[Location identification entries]
»»
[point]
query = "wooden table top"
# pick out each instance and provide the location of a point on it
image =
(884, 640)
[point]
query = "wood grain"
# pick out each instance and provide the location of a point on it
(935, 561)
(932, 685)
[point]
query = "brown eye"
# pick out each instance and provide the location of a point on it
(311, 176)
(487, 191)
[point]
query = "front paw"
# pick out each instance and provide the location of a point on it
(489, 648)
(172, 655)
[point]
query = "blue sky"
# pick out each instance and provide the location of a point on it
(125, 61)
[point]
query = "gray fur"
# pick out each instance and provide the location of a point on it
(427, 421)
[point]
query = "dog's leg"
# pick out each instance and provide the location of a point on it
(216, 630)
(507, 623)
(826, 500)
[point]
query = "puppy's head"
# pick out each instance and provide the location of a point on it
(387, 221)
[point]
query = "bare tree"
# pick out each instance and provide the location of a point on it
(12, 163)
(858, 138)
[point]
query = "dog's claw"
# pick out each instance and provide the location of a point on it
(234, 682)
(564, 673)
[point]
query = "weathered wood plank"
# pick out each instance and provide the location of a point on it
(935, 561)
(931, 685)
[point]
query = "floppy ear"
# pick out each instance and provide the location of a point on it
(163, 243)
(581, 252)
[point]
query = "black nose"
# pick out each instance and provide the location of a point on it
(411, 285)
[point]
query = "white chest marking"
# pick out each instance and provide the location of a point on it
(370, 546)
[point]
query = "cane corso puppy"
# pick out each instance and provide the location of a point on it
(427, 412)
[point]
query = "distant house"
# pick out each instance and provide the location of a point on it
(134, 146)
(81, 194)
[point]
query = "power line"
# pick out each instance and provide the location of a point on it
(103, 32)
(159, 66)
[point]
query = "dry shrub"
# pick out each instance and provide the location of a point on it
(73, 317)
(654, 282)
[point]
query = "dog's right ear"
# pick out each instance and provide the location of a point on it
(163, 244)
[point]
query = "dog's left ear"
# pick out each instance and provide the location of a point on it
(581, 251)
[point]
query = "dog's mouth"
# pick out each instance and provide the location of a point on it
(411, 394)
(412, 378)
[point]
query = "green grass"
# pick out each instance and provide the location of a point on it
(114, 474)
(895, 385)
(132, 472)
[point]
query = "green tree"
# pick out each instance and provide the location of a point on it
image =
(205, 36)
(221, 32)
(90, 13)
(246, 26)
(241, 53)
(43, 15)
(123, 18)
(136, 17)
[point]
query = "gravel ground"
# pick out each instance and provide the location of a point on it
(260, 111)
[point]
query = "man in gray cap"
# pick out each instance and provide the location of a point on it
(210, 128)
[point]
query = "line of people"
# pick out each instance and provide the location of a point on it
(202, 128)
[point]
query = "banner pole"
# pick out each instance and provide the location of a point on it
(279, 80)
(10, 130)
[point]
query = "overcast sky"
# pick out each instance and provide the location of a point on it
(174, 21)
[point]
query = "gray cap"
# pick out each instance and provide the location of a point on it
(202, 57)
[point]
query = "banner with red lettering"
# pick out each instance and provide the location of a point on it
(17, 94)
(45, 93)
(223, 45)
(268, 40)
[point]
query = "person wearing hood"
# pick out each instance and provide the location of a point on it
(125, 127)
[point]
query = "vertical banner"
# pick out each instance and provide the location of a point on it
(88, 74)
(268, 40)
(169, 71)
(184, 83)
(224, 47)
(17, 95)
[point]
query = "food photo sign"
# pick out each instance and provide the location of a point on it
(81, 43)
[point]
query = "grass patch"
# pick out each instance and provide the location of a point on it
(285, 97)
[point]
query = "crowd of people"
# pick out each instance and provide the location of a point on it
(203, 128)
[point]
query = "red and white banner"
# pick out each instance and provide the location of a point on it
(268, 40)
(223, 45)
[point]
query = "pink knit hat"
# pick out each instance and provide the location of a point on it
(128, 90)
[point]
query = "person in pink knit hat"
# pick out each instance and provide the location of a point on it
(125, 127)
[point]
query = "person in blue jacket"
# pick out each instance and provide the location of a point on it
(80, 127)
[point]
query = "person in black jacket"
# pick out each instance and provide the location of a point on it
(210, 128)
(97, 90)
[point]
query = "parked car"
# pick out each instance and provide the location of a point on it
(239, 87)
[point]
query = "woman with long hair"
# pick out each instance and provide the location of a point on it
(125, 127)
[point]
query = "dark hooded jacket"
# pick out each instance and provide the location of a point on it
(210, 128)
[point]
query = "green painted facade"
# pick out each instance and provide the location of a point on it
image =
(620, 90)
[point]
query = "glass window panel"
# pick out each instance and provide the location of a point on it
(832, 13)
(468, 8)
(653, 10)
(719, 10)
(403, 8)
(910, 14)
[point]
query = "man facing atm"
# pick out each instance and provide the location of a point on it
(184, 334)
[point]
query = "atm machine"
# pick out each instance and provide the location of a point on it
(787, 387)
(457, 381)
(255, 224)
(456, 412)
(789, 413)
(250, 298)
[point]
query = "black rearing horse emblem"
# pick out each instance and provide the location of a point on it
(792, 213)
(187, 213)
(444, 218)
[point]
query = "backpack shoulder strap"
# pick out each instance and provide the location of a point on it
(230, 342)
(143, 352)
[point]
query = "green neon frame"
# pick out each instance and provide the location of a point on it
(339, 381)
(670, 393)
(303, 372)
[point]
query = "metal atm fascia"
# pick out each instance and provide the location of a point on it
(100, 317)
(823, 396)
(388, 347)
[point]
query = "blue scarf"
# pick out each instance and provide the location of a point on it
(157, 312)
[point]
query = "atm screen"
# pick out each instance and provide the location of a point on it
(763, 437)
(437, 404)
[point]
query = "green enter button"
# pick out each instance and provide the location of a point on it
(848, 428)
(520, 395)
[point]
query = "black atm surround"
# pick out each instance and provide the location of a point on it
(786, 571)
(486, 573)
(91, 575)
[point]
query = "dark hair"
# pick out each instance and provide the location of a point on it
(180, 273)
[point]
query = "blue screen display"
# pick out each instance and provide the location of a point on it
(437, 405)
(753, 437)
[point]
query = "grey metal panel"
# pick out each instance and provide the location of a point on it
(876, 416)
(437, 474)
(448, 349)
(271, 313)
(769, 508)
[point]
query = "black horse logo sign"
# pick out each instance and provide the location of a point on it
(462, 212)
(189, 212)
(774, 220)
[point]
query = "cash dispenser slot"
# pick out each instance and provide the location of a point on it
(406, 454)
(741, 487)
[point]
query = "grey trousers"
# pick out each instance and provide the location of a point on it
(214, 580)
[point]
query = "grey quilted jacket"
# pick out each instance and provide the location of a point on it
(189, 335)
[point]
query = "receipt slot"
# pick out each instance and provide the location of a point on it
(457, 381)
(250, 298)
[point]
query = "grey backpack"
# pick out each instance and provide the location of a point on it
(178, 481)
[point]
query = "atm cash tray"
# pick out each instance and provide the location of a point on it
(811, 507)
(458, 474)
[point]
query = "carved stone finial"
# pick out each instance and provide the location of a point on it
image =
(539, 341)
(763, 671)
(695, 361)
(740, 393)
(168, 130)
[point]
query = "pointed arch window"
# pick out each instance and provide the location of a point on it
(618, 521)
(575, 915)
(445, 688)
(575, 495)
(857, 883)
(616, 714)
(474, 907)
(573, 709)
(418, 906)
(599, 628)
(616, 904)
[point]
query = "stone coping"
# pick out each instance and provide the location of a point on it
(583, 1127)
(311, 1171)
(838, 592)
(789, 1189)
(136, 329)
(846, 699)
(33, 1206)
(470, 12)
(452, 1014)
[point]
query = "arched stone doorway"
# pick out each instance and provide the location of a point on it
««
| Exercise details |
Repeat back the data above, exact to the last character.

| Result of the task |
[point]
query = "wooden table top"
# pick out each instance and provide the location of a point on it
image =
(884, 640)
[point]
query = "wood grain"
# pick out each instance and provide the location of a point on it
(935, 561)
(932, 685)
[point]
query = "brown eye"
# pick out each instance and provide the location of a point on it
(311, 176)
(487, 191)
[point]
query = "front paw"
# pick out each instance and provide the location of a point on it
(489, 648)
(172, 655)
[point]
query = "blue sky"
# pick out each instance and provide the location of a point on it
(125, 61)
[point]
query = "gray fur"
# pick out each instance and provide the location of a point on it
(427, 421)
[point]
query = "dog's leg"
# pick out each instance and provide the location of a point on it
(216, 630)
(507, 623)
(826, 500)
[point]
query = "puppy's head"
# pick out each instance and provide the location of a point on it
(387, 221)
[point]
query = "bare tree"
# pick out each instance and provide the location of a point on it
(12, 163)
(858, 138)
[point]
query = "dog's claw"
# pick out each instance and provide the location of a point on it
(234, 682)
(564, 673)
[point]
query = "weathered wood plank"
# pick out each instance and provide the location of a point on it
(935, 561)
(931, 685)
[point]
query = "floppy ear"
# pick out each instance and provide the location of a point on it
(163, 243)
(581, 252)
[point]
query = "black nose"
# pick out each instance and provide the location of a point on it
(411, 285)
[point]
query = "white chest marking"
# pick out each instance and provide the location of a point on it
(370, 546)
[point]
query = "cane corso puppy"
# pick out each instance and provide the location of a point on it
(427, 412)
[point]
query = "distant house"
# pick out each instance and provide the location of a point on it
(134, 146)
(81, 194)
[point]
query = "power line"
# pick out each instance and provide the location of a point on it
(103, 32)
(159, 66)
[point]
query = "dry shrub"
# pick out each instance and provide the location of a point on it
(73, 317)
(654, 282)
[point]
query = "dog's right ear"
# pick out each instance and provide the location of a point on it
(163, 244)
[point]
query = "dog's left ear"
# pick out each instance and provide the location of a point on it
(581, 251)
[point]
query = "dog's mouth"
# pick out each instance and provide the location of a point on it
(411, 394)
(412, 378)
[point]
query = "green grass"
# pick out each instance and provide the location of a point on it
(114, 474)
(895, 385)
(132, 472)
[point]
query = "green tree"
# pick out each instance and provide the location of a point on it
image =
(205, 36)
(221, 32)
(90, 13)
(246, 26)
(241, 53)
(43, 15)
(123, 18)
(136, 17)
[point]
query = "gravel ground"
# pick out each instance and provide the location of a point on it
(260, 111)
[point]
query = "man in gray cap"
# pick out each instance and provide the location of a point on it
(210, 128)
[point]
query = "line of people"
# pick out each instance and provide the location of a point on it
(202, 128)
[point]
query = "banner pole"
# pick out each instance and provide the location of a point on it
(279, 80)
(10, 130)
[point]
query = "overcast sky"
# pick out each instance and provide the location of a point on it
(174, 21)
[point]
query = "gray cap"
# pick out each instance and provide the location of a point on it
(202, 57)
[point]
query = "banner with red lettering"
# pick out each instance and provide the location of a point on it
(17, 94)
(45, 93)
(223, 45)
(268, 40)
[point]
query = "person wearing hood"
# pick out each instance and provide the location of a point on it
(125, 127)
[point]
query = "vertical banner"
# pick out each instance and provide the location of a point on it
(88, 74)
(268, 40)
(169, 71)
(184, 83)
(224, 47)
(17, 95)
[point]
query = "food photo sign"
# pick out each instance and provide the location of a point on it
(81, 43)
[point]
query = "grass patch"
# pick out each instance and provide the location of a point on it
(285, 97)
[point]
query = "crowd of people"
# pick out each instance and provide the location of a point on it
(203, 128)
[point]
query = "red and white banner"
# pick out each instance and provide the location of a point on it
(268, 40)
(223, 45)
[point]
query = "pink knit hat"
# pick out each instance and provide the location of a point on it
(128, 90)
[point]
query = "person in pink knit hat"
# pick out each instance and provide the location of a point on it
(125, 127)
[point]
query = "person in blue jacket"
# pick out each instance and provide the location of a point on it
(80, 127)
[point]
query = "person in black jacket"
# pick out each instance and provide the location of a point on it
(210, 128)
(97, 90)
[point]
query = "parked car"
# pick out each instance and provide the location of a point on it
(239, 87)
[point]
query = "woman with long hair"
# pick out each instance and provide the location of a point on it
(125, 127)
[point]
query = "dark hooded jacket"
# pick out each instance and provide the location of a point on it
(210, 128)
[point]
query = "green painted facade"
# pick out each instance and provide the location of a point on it
image =
(620, 90)
[point]
query = "glass window panel"
# pick out each instance and provide the location of a point on it
(832, 13)
(468, 8)
(653, 10)
(719, 10)
(403, 8)
(910, 14)
[point]
query = "man facing atm"
# pick out each instance and provide the location of a point on it
(184, 334)
[point]
query = "atm machine"
# pick out each instance and provide the location of a point on it
(787, 387)
(457, 381)
(255, 224)
(456, 412)
(789, 413)
(250, 298)
[point]
query = "black rearing horse emblem"
# pick out each instance and provide the location of a point on it
(792, 213)
(187, 213)
(444, 218)
[point]
query = "backpack shoulder strap"
# pick out each instance and provide the location of a point on it
(230, 342)
(143, 352)
[point]
query = "green neon frame"
# pick out each instance and provide the location of a point on it
(339, 381)
(670, 393)
(303, 372)
[point]
query = "metal atm fascia"
# pick out each instance and provide the location of a point on it
(100, 317)
(823, 396)
(388, 347)
[point]
query = "blue scarf"
# pick out each instance and provide the location of a point on it
(157, 312)
[point]
query = "atm screen"
# pick out each instance and provide the location of a point on it
(763, 437)
(437, 404)
[point]
query = "green enter button"
# pick out each instance and provide the location of a point on it
(848, 428)
(520, 395)
[point]
query = "black atm surround"
# pick out each instance and provide the location of a point on it
(786, 571)
(486, 573)
(91, 575)
[point]
query = "dark hair"
# pick out each instance and provide the location of a point on it
(180, 273)
[point]
query = "blue screen display"
# pick out each instance and provide the location of a point on it
(437, 405)
(753, 437)
[point]
query = "grey metal panel"
# pick out each instance and provide the location of a point on it
(876, 416)
(437, 474)
(448, 349)
(271, 313)
(769, 508)
[point]
query = "black horse logo sign"
# pick out each instance and provide the location of a point on it
(462, 212)
(189, 212)
(774, 220)
[point]
query = "cash dispenser slot"
# pick out each instance and provide the location of a point on it
(406, 454)
(741, 487)
[point]
query = "grey trousers"
# pick out each instance and provide the location of a point on it
(214, 580)
[point]
query = "grey quilted jacket"
# pick out each instance and provide the location of a point on it
(189, 335)
[point]
query = "receipt slot"
# pick out each instance and provide the location of a point on it
(457, 381)
(250, 298)
[point]
query = "grey backpack"
# pick out each instance and provide the location of a point on it
(178, 481)
[point]
query = "atm cash tray"
# pick out each instance and provide the location of a point on it
(811, 507)
(458, 474)
[point]
query = "carved stone finial"
# pick out each instance and provide the location of a point on it
image =
(539, 341)
(763, 671)
(695, 361)
(740, 393)
(168, 130)
[point]
query = "pointed arch window"
# pick out each instance and provide the location of a point on it
(618, 521)
(575, 915)
(445, 688)
(575, 495)
(857, 883)
(616, 714)
(474, 907)
(573, 709)
(418, 906)
(599, 628)
(616, 904)
[point]
query = "stone coping"
# pick out each instance and provide the location of a point on it
(583, 1127)
(311, 1171)
(838, 592)
(789, 1189)
(136, 329)
(846, 699)
(33, 1206)
(470, 12)
(452, 1014)
[point]
query = "arched stone doorway"
# pick out each instance and provide the location of a point on it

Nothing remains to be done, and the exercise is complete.